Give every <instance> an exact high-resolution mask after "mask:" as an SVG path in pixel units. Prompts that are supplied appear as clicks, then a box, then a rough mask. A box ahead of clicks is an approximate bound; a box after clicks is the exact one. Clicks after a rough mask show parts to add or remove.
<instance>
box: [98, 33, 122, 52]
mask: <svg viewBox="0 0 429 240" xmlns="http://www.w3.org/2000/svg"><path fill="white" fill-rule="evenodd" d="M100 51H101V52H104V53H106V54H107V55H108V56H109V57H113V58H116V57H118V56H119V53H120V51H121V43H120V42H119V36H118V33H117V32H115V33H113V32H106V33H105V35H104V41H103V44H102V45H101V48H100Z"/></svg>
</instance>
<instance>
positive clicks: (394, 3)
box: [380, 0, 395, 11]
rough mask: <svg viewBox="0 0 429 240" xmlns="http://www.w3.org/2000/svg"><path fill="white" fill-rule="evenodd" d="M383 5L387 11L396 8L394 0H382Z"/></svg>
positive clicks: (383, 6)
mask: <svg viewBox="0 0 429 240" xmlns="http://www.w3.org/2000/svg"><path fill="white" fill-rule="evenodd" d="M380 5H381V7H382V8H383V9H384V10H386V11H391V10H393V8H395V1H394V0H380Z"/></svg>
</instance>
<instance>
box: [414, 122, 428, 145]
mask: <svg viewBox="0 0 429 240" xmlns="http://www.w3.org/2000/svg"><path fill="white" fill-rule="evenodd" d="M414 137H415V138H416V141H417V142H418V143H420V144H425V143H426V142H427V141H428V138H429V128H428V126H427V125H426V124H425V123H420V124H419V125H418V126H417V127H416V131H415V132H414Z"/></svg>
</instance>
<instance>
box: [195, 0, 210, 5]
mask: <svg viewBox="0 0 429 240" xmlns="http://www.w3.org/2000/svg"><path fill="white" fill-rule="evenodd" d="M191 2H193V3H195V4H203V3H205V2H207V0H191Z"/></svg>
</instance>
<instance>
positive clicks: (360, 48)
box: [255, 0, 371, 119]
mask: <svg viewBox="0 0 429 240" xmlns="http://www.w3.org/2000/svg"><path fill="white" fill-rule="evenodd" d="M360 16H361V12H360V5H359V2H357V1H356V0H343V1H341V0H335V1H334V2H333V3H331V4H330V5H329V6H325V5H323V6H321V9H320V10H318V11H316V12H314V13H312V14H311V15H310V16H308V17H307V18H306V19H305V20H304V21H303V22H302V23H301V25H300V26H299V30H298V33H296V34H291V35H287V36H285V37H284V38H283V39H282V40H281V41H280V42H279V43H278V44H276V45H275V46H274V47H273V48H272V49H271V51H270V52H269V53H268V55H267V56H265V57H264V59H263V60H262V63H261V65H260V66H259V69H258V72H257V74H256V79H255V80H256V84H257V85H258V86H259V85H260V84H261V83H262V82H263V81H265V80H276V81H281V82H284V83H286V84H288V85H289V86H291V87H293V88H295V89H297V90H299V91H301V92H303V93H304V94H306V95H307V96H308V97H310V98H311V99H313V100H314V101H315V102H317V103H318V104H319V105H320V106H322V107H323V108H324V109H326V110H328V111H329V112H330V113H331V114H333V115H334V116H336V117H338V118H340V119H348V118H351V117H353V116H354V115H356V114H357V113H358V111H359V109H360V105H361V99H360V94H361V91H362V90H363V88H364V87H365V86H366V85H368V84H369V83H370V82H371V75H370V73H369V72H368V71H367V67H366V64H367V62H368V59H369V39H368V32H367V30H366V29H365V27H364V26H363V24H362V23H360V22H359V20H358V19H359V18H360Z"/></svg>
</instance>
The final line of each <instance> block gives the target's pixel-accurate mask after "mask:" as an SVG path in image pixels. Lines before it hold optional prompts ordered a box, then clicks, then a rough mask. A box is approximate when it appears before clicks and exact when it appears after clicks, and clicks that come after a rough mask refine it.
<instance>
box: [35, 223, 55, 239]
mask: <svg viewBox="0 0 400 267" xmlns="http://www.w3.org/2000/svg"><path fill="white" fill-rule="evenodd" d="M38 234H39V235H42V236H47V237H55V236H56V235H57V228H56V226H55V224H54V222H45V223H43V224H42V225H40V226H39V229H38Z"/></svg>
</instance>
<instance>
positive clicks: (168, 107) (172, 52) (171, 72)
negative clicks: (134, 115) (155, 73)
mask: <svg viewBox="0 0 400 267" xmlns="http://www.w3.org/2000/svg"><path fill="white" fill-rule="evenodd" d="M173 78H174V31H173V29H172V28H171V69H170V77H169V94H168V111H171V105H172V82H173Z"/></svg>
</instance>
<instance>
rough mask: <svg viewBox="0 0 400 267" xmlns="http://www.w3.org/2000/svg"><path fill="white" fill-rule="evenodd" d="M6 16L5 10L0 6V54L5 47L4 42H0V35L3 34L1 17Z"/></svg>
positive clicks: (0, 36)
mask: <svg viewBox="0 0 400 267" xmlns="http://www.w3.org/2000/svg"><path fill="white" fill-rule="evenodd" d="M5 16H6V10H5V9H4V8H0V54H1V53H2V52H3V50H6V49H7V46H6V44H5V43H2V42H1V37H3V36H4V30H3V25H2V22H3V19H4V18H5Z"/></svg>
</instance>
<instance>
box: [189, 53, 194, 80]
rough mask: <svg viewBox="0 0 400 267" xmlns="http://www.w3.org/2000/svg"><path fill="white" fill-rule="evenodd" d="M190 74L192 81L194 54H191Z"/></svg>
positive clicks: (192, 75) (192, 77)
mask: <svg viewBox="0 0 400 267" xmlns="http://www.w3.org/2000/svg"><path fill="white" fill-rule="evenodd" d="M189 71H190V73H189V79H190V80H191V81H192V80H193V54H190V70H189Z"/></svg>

++++

▶ **What you will do**: Print the records again, exactly as they stand above.

▶ **Answer for the task**:
Give every <instance> an exact high-resolution mask after "mask:" as an SVG path in pixel units. Prompts that are supplied appear as clicks, then a box, then a rough mask. A box ahead of clicks is an approximate bound; a box after clicks is the exact one. Clicks after a rough mask show parts to add or remove.
<instance>
box: [98, 33, 122, 52]
mask: <svg viewBox="0 0 429 240" xmlns="http://www.w3.org/2000/svg"><path fill="white" fill-rule="evenodd" d="M100 51H101V52H104V53H106V54H107V55H108V56H109V57H113V58H116V57H118V56H119V53H120V51H121V43H120V42H119V36H118V33H117V32H115V33H113V32H106V33H105V35H104V41H103V44H102V45H101V48H100Z"/></svg>
</instance>
<instance>
positive clicks: (394, 3)
box: [380, 0, 395, 11]
rough mask: <svg viewBox="0 0 429 240" xmlns="http://www.w3.org/2000/svg"><path fill="white" fill-rule="evenodd" d="M383 5L387 11L396 8L394 0H382Z"/></svg>
positive clicks: (383, 6)
mask: <svg viewBox="0 0 429 240" xmlns="http://www.w3.org/2000/svg"><path fill="white" fill-rule="evenodd" d="M380 5H381V7H382V8H383V9H384V10H386V11H391V10H393V8H395V1H394V0H380Z"/></svg>
</instance>
<instance>
box: [414, 122, 428, 145]
mask: <svg viewBox="0 0 429 240" xmlns="http://www.w3.org/2000/svg"><path fill="white" fill-rule="evenodd" d="M414 137H415V138H416V141H417V142H418V143H420V144H425V143H426V142H427V141H428V138H429V128H428V126H427V125H426V124H425V123H420V124H419V125H418V126H417V127H416V131H415V132H414Z"/></svg>
</instance>
<instance>
box: [195, 0, 210, 5]
mask: <svg viewBox="0 0 429 240" xmlns="http://www.w3.org/2000/svg"><path fill="white" fill-rule="evenodd" d="M191 2H193V3H195V4H203V3H205V2H207V0H191Z"/></svg>
</instance>
<instance>
positive clicks: (360, 48)
box: [255, 0, 371, 119]
mask: <svg viewBox="0 0 429 240" xmlns="http://www.w3.org/2000/svg"><path fill="white" fill-rule="evenodd" d="M360 16H361V12H360V5H359V2H357V1H356V0H343V1H341V0H335V1H334V2H333V3H331V4H330V5H329V6H325V5H323V6H321V9H320V10H318V11H316V12H314V13H312V14H311V15H310V16H308V17H307V18H306V19H305V20H304V21H303V22H302V23H301V25H300V26H299V30H298V33H296V34H291V35H287V36H285V37H284V38H283V39H282V40H281V41H280V42H279V43H278V44H276V45H275V46H274V47H273V48H272V49H271V51H270V52H269V53H268V55H267V56H265V57H264V59H263V60H262V63H261V65H260V66H259V69H258V72H257V74H256V79H255V80H256V84H257V85H258V86H259V85H260V84H261V83H262V82H263V81H265V80H276V81H281V82H284V83H286V84H288V85H289V86H291V87H293V88H295V89H297V90H299V91H301V92H303V93H304V94H306V95H307V96H308V97H310V98H311V99H313V100H314V101H315V102H317V103H318V104H319V105H320V106H322V107H323V108H324V109H326V110H328V111H329V112H330V113H331V114H333V115H334V116H336V117H338V118H340V119H348V118H351V117H353V116H354V115H356V114H357V113H358V111H359V109H360V105H361V99H360V94H361V91H362V90H363V88H364V87H365V86H366V85H368V84H369V83H370V82H371V75H370V73H369V72H368V71H367V67H366V64H367V62H368V59H369V39H368V32H367V30H366V29H365V27H364V26H363V24H362V23H360V22H359V20H358V19H359V18H360Z"/></svg>
</instance>
The final line of each <instance> block gives the target's pixel-accurate mask after "mask:" as an SVG path in image pixels. Lines before it hold optional prompts ordered a box, then clicks, then a rough mask. A box is approximate when it appears before clicks and exact when it appears after clicks, and clicks that come after a rough mask refine it.
<instance>
box: [35, 223, 55, 239]
mask: <svg viewBox="0 0 400 267" xmlns="http://www.w3.org/2000/svg"><path fill="white" fill-rule="evenodd" d="M38 234H39V235H42V236H47V237H55V236H56V235H57V228H56V226H55V224H54V222H45V223H43V224H42V225H40V226H39V229H38Z"/></svg>
</instance>
<instance>
positive clicks: (168, 107) (172, 52) (171, 72)
negative clicks: (134, 115) (155, 73)
mask: <svg viewBox="0 0 400 267" xmlns="http://www.w3.org/2000/svg"><path fill="white" fill-rule="evenodd" d="M173 78H174V31H173V29H172V28H171V69H170V77H169V94H168V111H171V105H172V82H173Z"/></svg>
</instance>
<instance>
rough mask: <svg viewBox="0 0 400 267" xmlns="http://www.w3.org/2000/svg"><path fill="white" fill-rule="evenodd" d="M6 16L5 10L0 6V54L5 47L4 42H0V35L3 34L1 17Z"/></svg>
positive clicks: (0, 36)
mask: <svg viewBox="0 0 400 267" xmlns="http://www.w3.org/2000/svg"><path fill="white" fill-rule="evenodd" d="M5 16H6V10H5V9H4V8H0V54H1V53H2V52H3V50H6V49H7V46H6V44H5V43H2V42H1V37H3V36H4V30H3V25H2V22H3V19H4V18H5Z"/></svg>
</instance>
<instance>
box: [189, 53, 194, 80]
rough mask: <svg viewBox="0 0 400 267" xmlns="http://www.w3.org/2000/svg"><path fill="white" fill-rule="evenodd" d="M190 74L192 81L194 54H191Z"/></svg>
positive clicks: (192, 75) (192, 77)
mask: <svg viewBox="0 0 400 267" xmlns="http://www.w3.org/2000/svg"><path fill="white" fill-rule="evenodd" d="M189 71H190V73H189V79H190V80H191V81H192V80H193V54H190V70H189Z"/></svg>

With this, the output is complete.